What is being asked:
Could you retype the whole listing, word for word?

Input:
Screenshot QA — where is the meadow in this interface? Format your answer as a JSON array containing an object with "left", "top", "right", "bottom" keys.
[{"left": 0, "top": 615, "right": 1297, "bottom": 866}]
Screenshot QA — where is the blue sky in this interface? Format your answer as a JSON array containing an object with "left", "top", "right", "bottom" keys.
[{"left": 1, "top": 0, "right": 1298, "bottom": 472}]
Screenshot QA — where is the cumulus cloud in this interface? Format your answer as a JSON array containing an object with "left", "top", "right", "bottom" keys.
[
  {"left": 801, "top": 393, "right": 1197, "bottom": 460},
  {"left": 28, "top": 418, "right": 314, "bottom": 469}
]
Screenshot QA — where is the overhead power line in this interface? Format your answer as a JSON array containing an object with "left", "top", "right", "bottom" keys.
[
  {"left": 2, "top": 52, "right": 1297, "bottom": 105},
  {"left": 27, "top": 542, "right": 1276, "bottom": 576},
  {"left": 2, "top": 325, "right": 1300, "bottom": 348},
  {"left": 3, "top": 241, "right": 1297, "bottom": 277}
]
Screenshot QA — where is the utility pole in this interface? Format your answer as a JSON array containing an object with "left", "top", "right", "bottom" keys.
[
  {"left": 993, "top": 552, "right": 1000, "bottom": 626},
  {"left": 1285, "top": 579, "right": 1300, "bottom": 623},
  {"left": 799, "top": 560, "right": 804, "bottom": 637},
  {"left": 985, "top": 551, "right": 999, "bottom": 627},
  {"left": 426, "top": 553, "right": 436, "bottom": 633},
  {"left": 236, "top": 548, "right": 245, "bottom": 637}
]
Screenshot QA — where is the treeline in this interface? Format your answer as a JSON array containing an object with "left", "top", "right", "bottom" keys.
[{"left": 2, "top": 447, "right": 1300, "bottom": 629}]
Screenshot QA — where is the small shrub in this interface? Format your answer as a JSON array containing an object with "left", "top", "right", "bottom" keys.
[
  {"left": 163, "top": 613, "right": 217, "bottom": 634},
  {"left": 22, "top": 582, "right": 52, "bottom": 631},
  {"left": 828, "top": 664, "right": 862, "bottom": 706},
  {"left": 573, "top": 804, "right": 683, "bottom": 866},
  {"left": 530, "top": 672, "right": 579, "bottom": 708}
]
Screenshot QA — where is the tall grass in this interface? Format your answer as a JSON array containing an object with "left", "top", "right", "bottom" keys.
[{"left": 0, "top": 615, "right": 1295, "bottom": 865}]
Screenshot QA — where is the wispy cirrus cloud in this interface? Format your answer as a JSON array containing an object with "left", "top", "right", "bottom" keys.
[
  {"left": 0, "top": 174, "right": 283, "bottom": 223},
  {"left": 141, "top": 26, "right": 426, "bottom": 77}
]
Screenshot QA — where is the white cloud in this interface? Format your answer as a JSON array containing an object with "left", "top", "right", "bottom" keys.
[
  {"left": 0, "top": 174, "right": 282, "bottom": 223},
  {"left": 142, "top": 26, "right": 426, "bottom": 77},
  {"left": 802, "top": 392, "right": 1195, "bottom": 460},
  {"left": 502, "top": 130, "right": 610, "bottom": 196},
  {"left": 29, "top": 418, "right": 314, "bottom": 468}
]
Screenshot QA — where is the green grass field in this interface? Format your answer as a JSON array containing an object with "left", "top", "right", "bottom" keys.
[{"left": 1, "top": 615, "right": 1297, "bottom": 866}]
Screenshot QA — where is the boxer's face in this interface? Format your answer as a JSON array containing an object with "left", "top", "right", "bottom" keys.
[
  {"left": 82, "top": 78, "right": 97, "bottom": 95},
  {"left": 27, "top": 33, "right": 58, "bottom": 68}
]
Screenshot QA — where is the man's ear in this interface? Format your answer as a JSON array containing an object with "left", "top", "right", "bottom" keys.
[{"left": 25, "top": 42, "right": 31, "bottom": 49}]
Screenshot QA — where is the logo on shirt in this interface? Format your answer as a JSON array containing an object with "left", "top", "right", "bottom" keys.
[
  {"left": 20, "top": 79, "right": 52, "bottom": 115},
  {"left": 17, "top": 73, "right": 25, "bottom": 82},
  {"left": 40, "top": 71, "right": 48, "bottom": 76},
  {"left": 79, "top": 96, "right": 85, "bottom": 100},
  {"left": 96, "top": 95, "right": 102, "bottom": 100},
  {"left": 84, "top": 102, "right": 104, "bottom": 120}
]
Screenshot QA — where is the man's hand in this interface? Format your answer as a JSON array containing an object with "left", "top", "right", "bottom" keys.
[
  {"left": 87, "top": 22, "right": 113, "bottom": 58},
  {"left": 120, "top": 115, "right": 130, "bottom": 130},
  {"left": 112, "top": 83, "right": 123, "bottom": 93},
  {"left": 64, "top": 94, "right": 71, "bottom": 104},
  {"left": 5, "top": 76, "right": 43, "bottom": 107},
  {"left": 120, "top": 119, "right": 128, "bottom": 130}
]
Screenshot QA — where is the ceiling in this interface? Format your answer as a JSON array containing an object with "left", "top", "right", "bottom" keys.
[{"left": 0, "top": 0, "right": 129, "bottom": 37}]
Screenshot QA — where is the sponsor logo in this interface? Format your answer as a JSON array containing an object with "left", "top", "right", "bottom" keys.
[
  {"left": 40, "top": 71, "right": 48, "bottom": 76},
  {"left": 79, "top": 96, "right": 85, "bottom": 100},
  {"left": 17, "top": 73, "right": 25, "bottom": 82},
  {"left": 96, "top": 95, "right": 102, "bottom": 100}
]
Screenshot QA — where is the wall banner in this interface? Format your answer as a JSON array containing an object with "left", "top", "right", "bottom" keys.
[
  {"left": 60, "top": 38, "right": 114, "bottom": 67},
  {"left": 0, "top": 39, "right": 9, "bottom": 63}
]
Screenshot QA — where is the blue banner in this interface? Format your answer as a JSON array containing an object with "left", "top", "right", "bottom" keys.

Solution for this exercise:
Screenshot QA — where is the meadow in this interface? Format your answer as a JSON array containing an object with "left", "top", "right", "bottom" keys.
[{"left": 0, "top": 615, "right": 1297, "bottom": 866}]
Screenshot QA — where is the blue sky in this interface? Format your answer as a JSON array containing an object with "left", "top", "right", "bottom" keys.
[{"left": 1, "top": 0, "right": 1298, "bottom": 472}]
Screenshot QA — where is the cumulus cloud in this interface? Format your answer as a JSON array containing an object with "left", "top", "right", "bottom" keys.
[
  {"left": 801, "top": 393, "right": 1197, "bottom": 460},
  {"left": 28, "top": 418, "right": 314, "bottom": 469}
]
Screenshot QA — where is the overhead power line in this interface? Format your answer as a JSON array containing an object with "left", "top", "right", "bottom" keys.
[
  {"left": 2, "top": 52, "right": 1297, "bottom": 105},
  {"left": 27, "top": 542, "right": 1276, "bottom": 576},
  {"left": 2, "top": 325, "right": 1300, "bottom": 348},
  {"left": 3, "top": 241, "right": 1297, "bottom": 277}
]
Screenshot QA — where is the utility pole in this interface? Format your answer as a JSON array containing an object with "left", "top", "right", "bottom" keys.
[
  {"left": 993, "top": 552, "right": 1000, "bottom": 626},
  {"left": 1285, "top": 579, "right": 1300, "bottom": 623},
  {"left": 799, "top": 560, "right": 804, "bottom": 637},
  {"left": 985, "top": 551, "right": 999, "bottom": 627},
  {"left": 426, "top": 553, "right": 436, "bottom": 633},
  {"left": 236, "top": 548, "right": 245, "bottom": 637}
]
Screenshot QA — where is the treeline in this interface? Format your answer as a JSON array containing an object with "left", "top", "right", "bottom" keys.
[{"left": 2, "top": 447, "right": 1300, "bottom": 629}]
Screenshot QA — where is the small shrub in this interface? Format your answer as a JSON array containing an object with "left", "top", "right", "bottom" keys.
[
  {"left": 163, "top": 613, "right": 217, "bottom": 634},
  {"left": 22, "top": 582, "right": 52, "bottom": 631},
  {"left": 828, "top": 664, "right": 862, "bottom": 706},
  {"left": 573, "top": 804, "right": 683, "bottom": 866},
  {"left": 530, "top": 672, "right": 579, "bottom": 708}
]
Screenshot QA — where is the tall grass in this interface? Format your answer as a JSON array containing an object with "left", "top", "right", "bottom" keys.
[{"left": 0, "top": 615, "right": 1295, "bottom": 865}]
Screenshot QA — where is the wispy cirrus cloud in this interface? Format your answer as a JSON array containing an object with "left", "top", "right", "bottom" keys.
[
  {"left": 0, "top": 174, "right": 283, "bottom": 223},
  {"left": 141, "top": 26, "right": 426, "bottom": 77}
]
Screenshot QA — where is the white cloud in this interface? Format your answer as a JSON array containing an object with "left", "top", "right", "bottom" keys.
[
  {"left": 0, "top": 174, "right": 282, "bottom": 223},
  {"left": 142, "top": 26, "right": 426, "bottom": 77},
  {"left": 802, "top": 392, "right": 1195, "bottom": 460},
  {"left": 502, "top": 130, "right": 610, "bottom": 196},
  {"left": 29, "top": 418, "right": 314, "bottom": 468}
]
Screenshot QA — where is the green grass field in this interface? Format your answer as a JSON array containing an object with "left", "top", "right", "bottom" keys.
[{"left": 1, "top": 615, "right": 1297, "bottom": 866}]
Screenshot QA — where is the boxer's face in this interface? Format your answer as a JSON array containing an object with "left", "top", "right", "bottom" keys.
[
  {"left": 82, "top": 78, "right": 97, "bottom": 95},
  {"left": 27, "top": 33, "right": 58, "bottom": 68}
]
Screenshot QA — where is the man's ear in this interface? Format your answer as a JSON array containing an object with "left", "top", "right", "bottom" keys.
[{"left": 25, "top": 42, "right": 31, "bottom": 49}]
Screenshot QA — where is the logo on shirt in this interface? Format your answer as a JSON array containing an object with "left", "top", "right", "bottom" keys.
[
  {"left": 20, "top": 79, "right": 52, "bottom": 115},
  {"left": 17, "top": 73, "right": 25, "bottom": 82},
  {"left": 40, "top": 71, "right": 48, "bottom": 76},
  {"left": 79, "top": 96, "right": 85, "bottom": 100},
  {"left": 96, "top": 95, "right": 102, "bottom": 100},
  {"left": 84, "top": 102, "right": 104, "bottom": 120}
]
Screenshot QA — where is the man's hand in this interface? Format your answer as a JSON array containing an object with "left", "top", "right", "bottom" keys.
[
  {"left": 87, "top": 22, "right": 113, "bottom": 58},
  {"left": 120, "top": 115, "right": 130, "bottom": 130},
  {"left": 112, "top": 83, "right": 123, "bottom": 93},
  {"left": 64, "top": 94, "right": 71, "bottom": 104},
  {"left": 5, "top": 76, "right": 43, "bottom": 107},
  {"left": 120, "top": 119, "right": 128, "bottom": 130}
]
Screenshot QA — where is the ceiling in this interface? Format your answer as a JSON array containing an object with "left", "top", "right", "bottom" keys.
[{"left": 0, "top": 0, "right": 129, "bottom": 37}]
Screenshot QA — where is the sponsor logo in this interface? Format your answer as a JSON array containing an object with "left", "top", "right", "bottom" keys.
[
  {"left": 40, "top": 71, "right": 48, "bottom": 76},
  {"left": 79, "top": 96, "right": 85, "bottom": 100},
  {"left": 17, "top": 73, "right": 25, "bottom": 82},
  {"left": 96, "top": 95, "right": 102, "bottom": 100}
]
Screenshot QA — where is the wall banner in this interface? Format your answer as a JSON array containing an object with "left", "top", "right", "bottom" keys.
[
  {"left": 60, "top": 38, "right": 114, "bottom": 67},
  {"left": 0, "top": 39, "right": 9, "bottom": 63}
]
Screenshot QA — where is the blue banner in this interface? Format your answer as a JSON array containing an object with "left", "top", "right", "bottom" keys.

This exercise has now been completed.